[start]
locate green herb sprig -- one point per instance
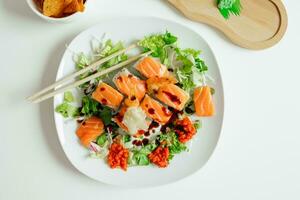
(227, 7)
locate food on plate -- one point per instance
(59, 8)
(118, 156)
(130, 85)
(107, 95)
(173, 96)
(142, 114)
(204, 104)
(156, 110)
(160, 156)
(184, 129)
(154, 83)
(89, 130)
(149, 67)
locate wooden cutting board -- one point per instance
(262, 23)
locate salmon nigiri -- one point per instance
(130, 85)
(89, 130)
(149, 67)
(133, 120)
(173, 96)
(155, 110)
(203, 101)
(107, 95)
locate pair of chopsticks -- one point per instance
(61, 86)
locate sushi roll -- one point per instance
(89, 130)
(156, 110)
(107, 95)
(173, 96)
(149, 67)
(130, 85)
(204, 105)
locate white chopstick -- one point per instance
(75, 74)
(89, 78)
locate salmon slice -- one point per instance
(156, 110)
(119, 118)
(130, 85)
(89, 130)
(149, 67)
(107, 95)
(173, 96)
(204, 105)
(154, 83)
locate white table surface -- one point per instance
(258, 155)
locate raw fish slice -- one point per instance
(204, 105)
(173, 96)
(89, 130)
(107, 95)
(155, 110)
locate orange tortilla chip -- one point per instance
(53, 7)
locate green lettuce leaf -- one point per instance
(67, 110)
(68, 97)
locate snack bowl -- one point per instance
(69, 18)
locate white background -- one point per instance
(258, 155)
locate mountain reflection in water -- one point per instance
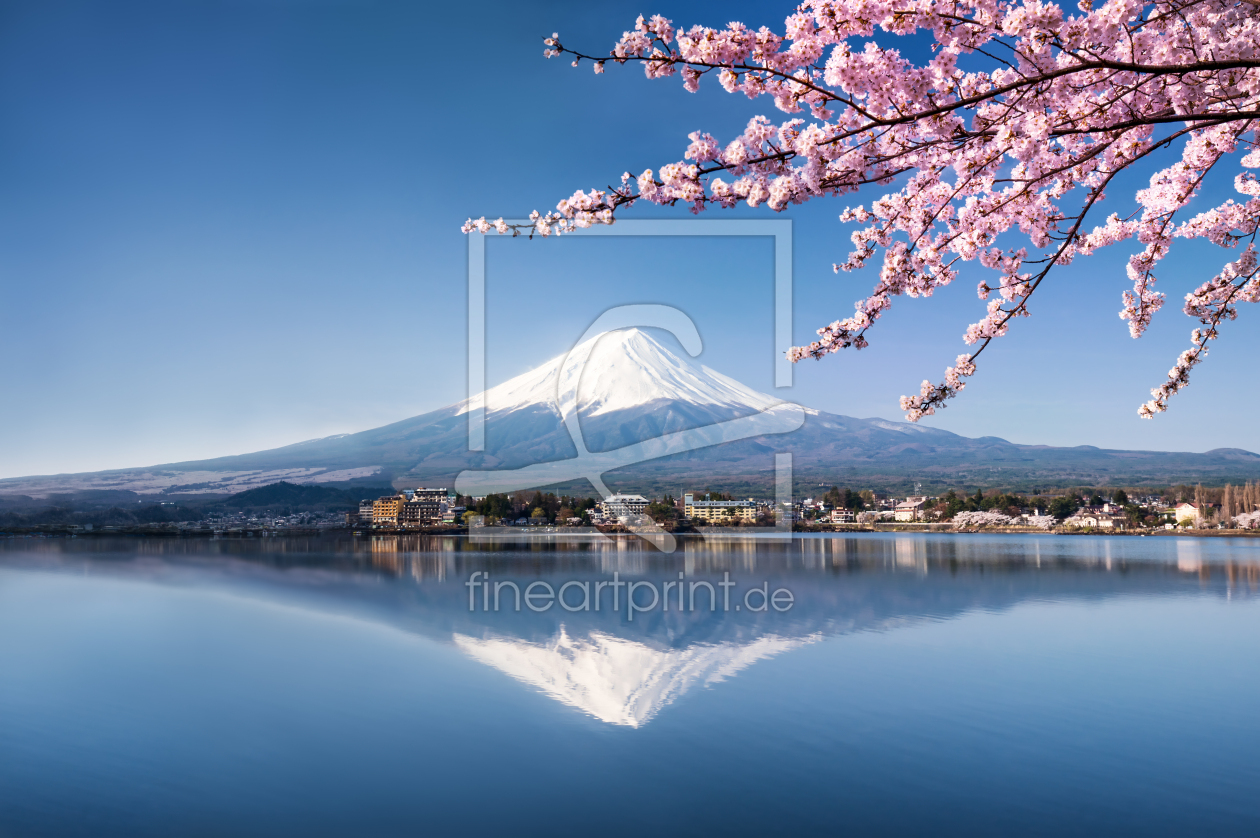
(625, 673)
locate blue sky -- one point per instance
(232, 226)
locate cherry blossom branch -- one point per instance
(985, 154)
(1211, 303)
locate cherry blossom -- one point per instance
(997, 150)
(982, 519)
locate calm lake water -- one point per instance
(916, 686)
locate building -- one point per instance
(720, 509)
(418, 513)
(910, 509)
(386, 510)
(1098, 518)
(436, 495)
(619, 504)
(1187, 513)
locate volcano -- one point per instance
(633, 390)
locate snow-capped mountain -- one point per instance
(630, 393)
(621, 371)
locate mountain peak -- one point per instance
(624, 369)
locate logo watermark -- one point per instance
(591, 466)
(636, 596)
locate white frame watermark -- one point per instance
(592, 466)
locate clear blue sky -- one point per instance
(232, 226)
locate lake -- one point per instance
(902, 686)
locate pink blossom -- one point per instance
(1004, 159)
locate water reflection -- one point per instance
(624, 672)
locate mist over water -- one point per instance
(917, 684)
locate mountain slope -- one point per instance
(634, 390)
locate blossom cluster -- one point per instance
(975, 158)
(1211, 303)
(982, 519)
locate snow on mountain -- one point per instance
(614, 679)
(624, 369)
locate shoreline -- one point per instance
(944, 529)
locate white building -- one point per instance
(910, 509)
(720, 509)
(619, 505)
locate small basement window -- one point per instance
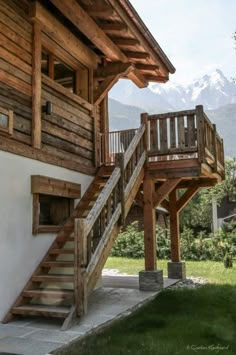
(53, 202)
(6, 121)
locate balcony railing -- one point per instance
(171, 136)
(112, 143)
(185, 135)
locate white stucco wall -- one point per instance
(20, 251)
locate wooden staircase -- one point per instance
(62, 282)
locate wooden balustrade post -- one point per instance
(80, 263)
(200, 133)
(149, 225)
(215, 151)
(144, 120)
(121, 164)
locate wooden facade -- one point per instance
(59, 59)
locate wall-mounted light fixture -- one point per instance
(47, 108)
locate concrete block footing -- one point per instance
(176, 270)
(151, 280)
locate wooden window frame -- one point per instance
(44, 185)
(81, 74)
(10, 114)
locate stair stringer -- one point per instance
(99, 258)
(61, 239)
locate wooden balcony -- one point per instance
(180, 144)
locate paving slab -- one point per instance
(40, 336)
(8, 330)
(24, 346)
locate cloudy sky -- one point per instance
(195, 34)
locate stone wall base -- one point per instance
(151, 280)
(177, 270)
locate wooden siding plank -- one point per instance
(50, 186)
(36, 86)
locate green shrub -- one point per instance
(228, 261)
(130, 244)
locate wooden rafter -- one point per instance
(165, 189)
(146, 67)
(63, 35)
(157, 78)
(113, 26)
(138, 78)
(99, 10)
(112, 69)
(126, 41)
(165, 204)
(107, 84)
(137, 55)
(79, 17)
(137, 33)
(186, 197)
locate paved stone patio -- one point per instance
(118, 297)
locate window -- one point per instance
(6, 121)
(74, 79)
(53, 202)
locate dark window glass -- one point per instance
(44, 63)
(3, 121)
(54, 211)
(64, 75)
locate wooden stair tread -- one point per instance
(49, 293)
(42, 310)
(53, 278)
(56, 263)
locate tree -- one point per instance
(197, 215)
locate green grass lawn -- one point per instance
(214, 272)
(181, 321)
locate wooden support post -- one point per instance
(174, 227)
(215, 149)
(80, 261)
(200, 133)
(149, 225)
(36, 86)
(104, 119)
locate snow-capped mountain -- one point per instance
(213, 90)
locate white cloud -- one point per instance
(196, 35)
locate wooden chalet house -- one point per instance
(67, 184)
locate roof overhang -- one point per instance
(117, 34)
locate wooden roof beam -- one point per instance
(141, 36)
(137, 55)
(147, 67)
(126, 41)
(113, 26)
(138, 79)
(60, 33)
(107, 84)
(99, 10)
(157, 78)
(111, 69)
(79, 17)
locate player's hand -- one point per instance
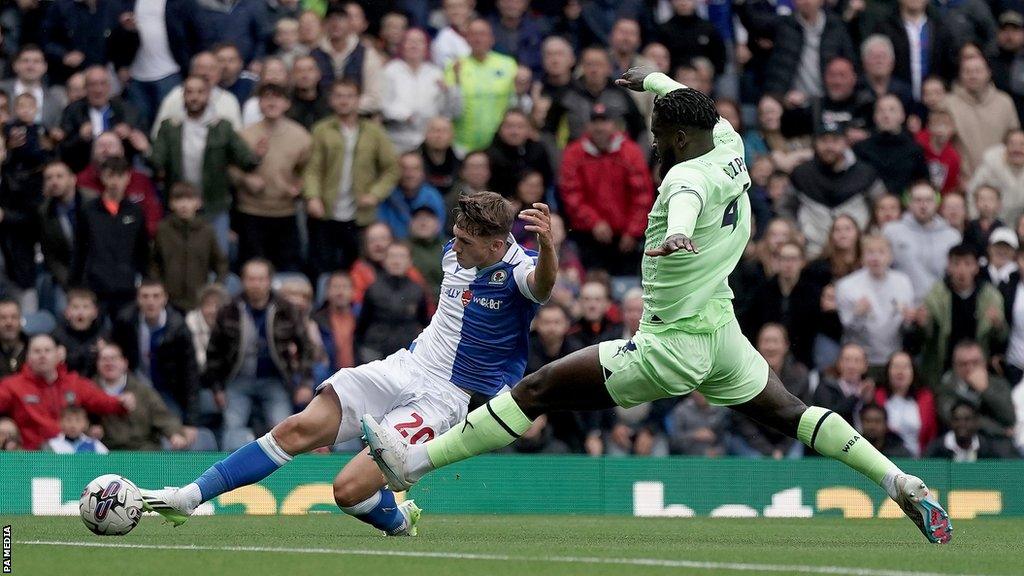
(539, 221)
(128, 401)
(978, 379)
(302, 396)
(673, 244)
(314, 208)
(602, 233)
(633, 78)
(863, 306)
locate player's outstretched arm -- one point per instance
(673, 244)
(542, 280)
(645, 78)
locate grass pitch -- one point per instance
(500, 545)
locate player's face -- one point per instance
(471, 251)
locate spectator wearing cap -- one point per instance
(958, 307)
(185, 250)
(265, 215)
(607, 192)
(30, 76)
(199, 150)
(309, 97)
(923, 44)
(1001, 261)
(969, 380)
(157, 343)
(832, 182)
(982, 113)
(1008, 64)
(987, 202)
(58, 217)
(13, 340)
(1003, 168)
(414, 92)
(513, 152)
(99, 112)
(483, 83)
(340, 54)
(140, 188)
(891, 150)
(805, 42)
(112, 247)
(841, 104)
(966, 442)
(412, 193)
(450, 44)
(351, 170)
(165, 36)
(242, 23)
(921, 240)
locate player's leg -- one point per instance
(315, 426)
(573, 382)
(737, 374)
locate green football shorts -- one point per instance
(722, 365)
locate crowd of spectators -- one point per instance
(208, 206)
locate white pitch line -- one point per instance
(652, 562)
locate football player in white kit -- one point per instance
(475, 343)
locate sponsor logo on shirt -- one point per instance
(491, 303)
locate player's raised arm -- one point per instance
(542, 280)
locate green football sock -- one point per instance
(494, 425)
(827, 433)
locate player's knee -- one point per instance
(346, 493)
(293, 434)
(530, 393)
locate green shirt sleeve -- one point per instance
(684, 207)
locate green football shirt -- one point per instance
(706, 199)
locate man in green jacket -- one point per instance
(199, 150)
(958, 309)
(351, 169)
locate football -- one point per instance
(111, 505)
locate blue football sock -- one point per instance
(379, 510)
(246, 465)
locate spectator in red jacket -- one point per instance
(607, 192)
(35, 398)
(140, 190)
(940, 154)
(909, 405)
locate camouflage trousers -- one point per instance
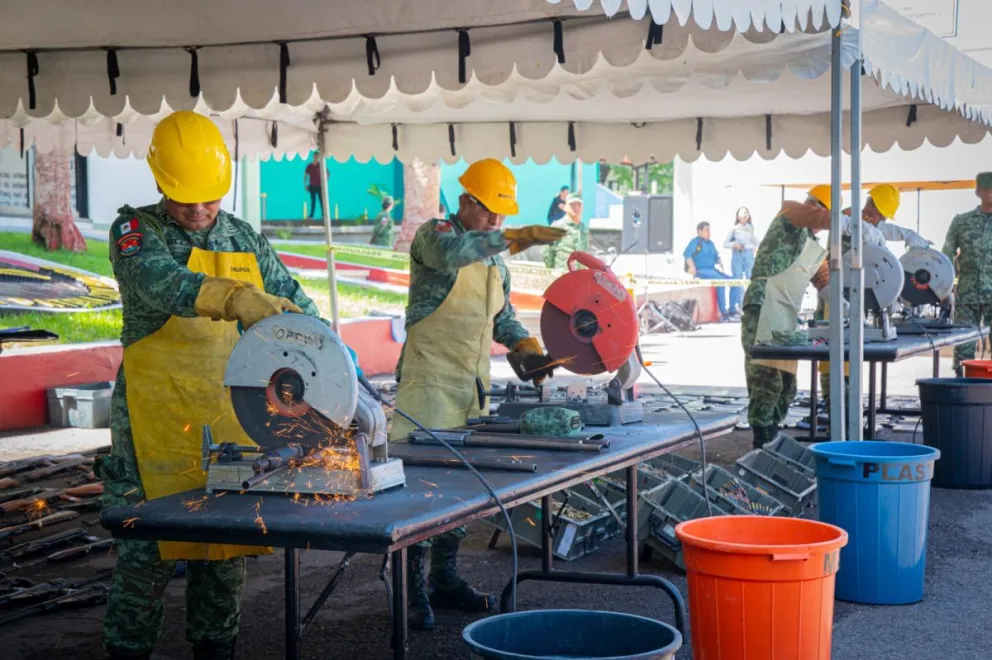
(770, 391)
(972, 315)
(135, 608)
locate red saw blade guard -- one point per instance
(589, 322)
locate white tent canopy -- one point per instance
(725, 76)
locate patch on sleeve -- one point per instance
(129, 244)
(127, 227)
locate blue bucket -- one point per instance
(572, 634)
(879, 493)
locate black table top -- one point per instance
(433, 500)
(903, 346)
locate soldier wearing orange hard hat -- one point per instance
(459, 304)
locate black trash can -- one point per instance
(957, 420)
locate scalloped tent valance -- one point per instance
(701, 89)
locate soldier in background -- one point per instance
(969, 244)
(556, 256)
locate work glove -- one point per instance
(224, 299)
(525, 237)
(529, 362)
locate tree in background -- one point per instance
(422, 183)
(52, 226)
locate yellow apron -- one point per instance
(445, 352)
(783, 298)
(175, 385)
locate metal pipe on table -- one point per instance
(856, 351)
(836, 320)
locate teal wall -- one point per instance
(348, 183)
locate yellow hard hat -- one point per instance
(886, 198)
(189, 159)
(821, 194)
(493, 184)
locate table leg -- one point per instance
(547, 542)
(814, 384)
(885, 386)
(870, 435)
(631, 528)
(292, 604)
(399, 604)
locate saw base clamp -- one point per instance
(295, 392)
(589, 325)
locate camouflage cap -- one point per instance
(551, 421)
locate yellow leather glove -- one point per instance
(525, 237)
(224, 299)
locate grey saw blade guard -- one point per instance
(929, 276)
(292, 380)
(883, 277)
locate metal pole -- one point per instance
(332, 281)
(836, 321)
(855, 426)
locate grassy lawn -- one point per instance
(320, 251)
(102, 326)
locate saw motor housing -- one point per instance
(295, 391)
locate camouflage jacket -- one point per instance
(781, 246)
(438, 250)
(149, 263)
(382, 230)
(969, 243)
(556, 255)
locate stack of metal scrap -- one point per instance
(53, 553)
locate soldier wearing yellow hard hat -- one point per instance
(459, 304)
(188, 272)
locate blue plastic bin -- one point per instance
(879, 493)
(574, 634)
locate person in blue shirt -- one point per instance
(702, 261)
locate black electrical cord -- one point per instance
(371, 389)
(699, 432)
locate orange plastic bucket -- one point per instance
(977, 368)
(760, 588)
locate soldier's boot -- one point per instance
(210, 649)
(420, 616)
(763, 435)
(449, 590)
(114, 653)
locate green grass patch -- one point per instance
(320, 251)
(96, 259)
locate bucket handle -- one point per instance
(799, 556)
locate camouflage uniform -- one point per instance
(556, 255)
(436, 254)
(382, 230)
(770, 390)
(154, 285)
(971, 233)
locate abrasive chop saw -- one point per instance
(295, 392)
(589, 326)
(929, 281)
(883, 285)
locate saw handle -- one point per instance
(587, 260)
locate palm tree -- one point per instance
(422, 186)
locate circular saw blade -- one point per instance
(569, 351)
(292, 380)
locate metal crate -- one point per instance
(671, 503)
(733, 494)
(775, 477)
(794, 453)
(571, 538)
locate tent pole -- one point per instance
(332, 282)
(836, 321)
(855, 428)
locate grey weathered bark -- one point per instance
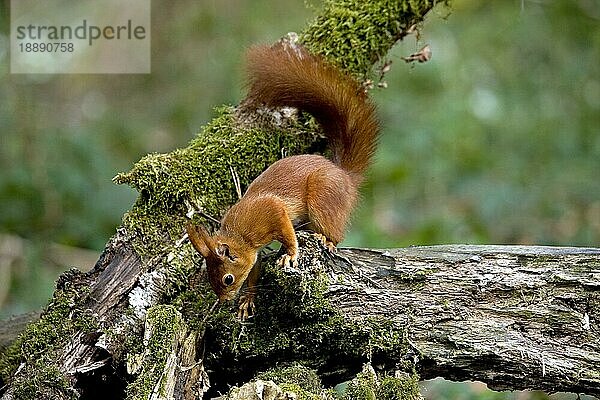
(515, 317)
(137, 327)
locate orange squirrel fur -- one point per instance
(303, 189)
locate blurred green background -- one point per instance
(495, 140)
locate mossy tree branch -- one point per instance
(515, 318)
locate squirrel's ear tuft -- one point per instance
(222, 250)
(200, 239)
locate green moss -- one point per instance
(163, 331)
(36, 348)
(355, 34)
(368, 385)
(294, 377)
(363, 387)
(296, 322)
(402, 388)
(202, 175)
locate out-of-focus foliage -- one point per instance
(495, 140)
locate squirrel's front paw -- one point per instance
(288, 261)
(247, 308)
(325, 242)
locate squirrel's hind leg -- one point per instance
(330, 199)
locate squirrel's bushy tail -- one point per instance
(291, 77)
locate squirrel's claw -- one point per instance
(247, 308)
(288, 261)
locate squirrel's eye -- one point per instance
(228, 279)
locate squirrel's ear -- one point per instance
(200, 239)
(222, 250)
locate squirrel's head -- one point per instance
(228, 262)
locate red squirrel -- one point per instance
(308, 190)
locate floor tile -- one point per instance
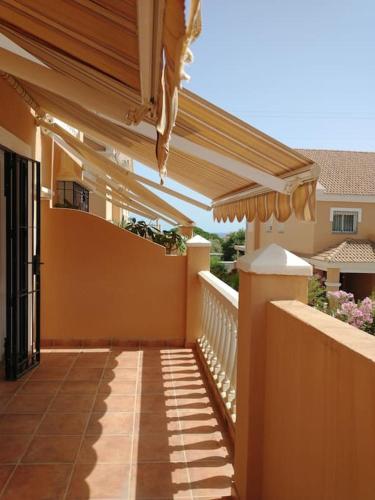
(63, 423)
(40, 387)
(110, 423)
(85, 373)
(12, 447)
(29, 403)
(151, 423)
(114, 403)
(10, 387)
(4, 401)
(158, 447)
(154, 403)
(72, 402)
(105, 449)
(206, 446)
(19, 423)
(152, 409)
(51, 449)
(104, 481)
(120, 373)
(118, 387)
(122, 362)
(151, 387)
(37, 482)
(154, 480)
(5, 472)
(45, 373)
(213, 480)
(79, 387)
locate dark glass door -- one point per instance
(22, 191)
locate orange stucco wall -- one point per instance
(324, 238)
(100, 283)
(361, 285)
(319, 410)
(296, 236)
(307, 238)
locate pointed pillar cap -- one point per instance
(198, 241)
(274, 259)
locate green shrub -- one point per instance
(236, 238)
(317, 296)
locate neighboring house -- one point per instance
(341, 243)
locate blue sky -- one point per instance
(301, 71)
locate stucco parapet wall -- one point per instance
(274, 259)
(198, 241)
(322, 324)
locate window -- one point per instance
(344, 222)
(70, 194)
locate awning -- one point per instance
(243, 171)
(233, 195)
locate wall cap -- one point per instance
(274, 259)
(198, 241)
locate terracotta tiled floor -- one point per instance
(109, 424)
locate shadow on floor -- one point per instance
(112, 423)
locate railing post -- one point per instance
(186, 231)
(198, 259)
(270, 273)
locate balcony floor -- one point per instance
(109, 424)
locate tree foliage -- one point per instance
(235, 238)
(215, 239)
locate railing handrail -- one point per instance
(218, 342)
(220, 289)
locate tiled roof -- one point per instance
(344, 172)
(349, 251)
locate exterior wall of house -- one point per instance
(319, 407)
(307, 238)
(324, 238)
(101, 284)
(361, 285)
(16, 118)
(295, 236)
(18, 133)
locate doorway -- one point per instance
(21, 189)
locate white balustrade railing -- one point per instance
(218, 342)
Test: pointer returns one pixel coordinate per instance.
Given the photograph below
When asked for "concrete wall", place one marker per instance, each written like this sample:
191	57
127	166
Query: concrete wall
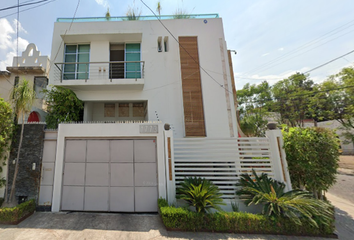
162	80
347	148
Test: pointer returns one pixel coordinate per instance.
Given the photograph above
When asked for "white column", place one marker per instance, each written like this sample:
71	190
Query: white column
278	157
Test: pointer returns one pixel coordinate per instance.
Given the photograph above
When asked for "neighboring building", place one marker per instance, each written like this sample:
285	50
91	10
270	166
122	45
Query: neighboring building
34	68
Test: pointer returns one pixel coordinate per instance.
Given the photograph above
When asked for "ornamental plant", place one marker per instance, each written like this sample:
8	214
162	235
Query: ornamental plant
200	193
312	155
62	106
294	205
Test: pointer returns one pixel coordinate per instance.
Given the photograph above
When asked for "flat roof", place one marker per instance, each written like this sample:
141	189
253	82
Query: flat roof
139	18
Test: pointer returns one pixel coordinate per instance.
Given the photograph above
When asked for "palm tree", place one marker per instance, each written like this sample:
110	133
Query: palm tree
22	96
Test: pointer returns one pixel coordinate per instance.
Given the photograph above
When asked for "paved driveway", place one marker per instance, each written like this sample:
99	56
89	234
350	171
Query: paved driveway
107	226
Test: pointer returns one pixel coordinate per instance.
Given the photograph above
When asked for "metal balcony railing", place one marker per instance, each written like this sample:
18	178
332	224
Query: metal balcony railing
99	70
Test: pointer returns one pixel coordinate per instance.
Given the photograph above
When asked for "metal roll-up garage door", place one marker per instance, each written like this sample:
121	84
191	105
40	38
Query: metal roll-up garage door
110	175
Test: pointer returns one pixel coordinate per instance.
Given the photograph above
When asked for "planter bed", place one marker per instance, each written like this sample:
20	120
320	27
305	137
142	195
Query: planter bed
181	219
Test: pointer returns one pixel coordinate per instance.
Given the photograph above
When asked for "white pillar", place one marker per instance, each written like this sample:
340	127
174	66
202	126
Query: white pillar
278	156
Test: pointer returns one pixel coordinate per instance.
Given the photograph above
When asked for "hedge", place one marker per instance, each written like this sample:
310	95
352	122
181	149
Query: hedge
16	214
183	219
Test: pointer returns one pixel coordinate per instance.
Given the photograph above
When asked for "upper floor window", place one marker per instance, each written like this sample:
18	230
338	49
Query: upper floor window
40	83
76	60
132	53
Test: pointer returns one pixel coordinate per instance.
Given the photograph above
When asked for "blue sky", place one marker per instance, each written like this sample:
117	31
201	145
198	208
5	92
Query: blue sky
273	38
[end]
• REQUIREMENTS: Filter the items above, keeping only the lines that contain the word "frame", and copy each one. Match the word with case exactly as given.

• EXERCISE RESULT:
locate white frame watermark -- one point per instance
locate wooden window frame -- one point per instance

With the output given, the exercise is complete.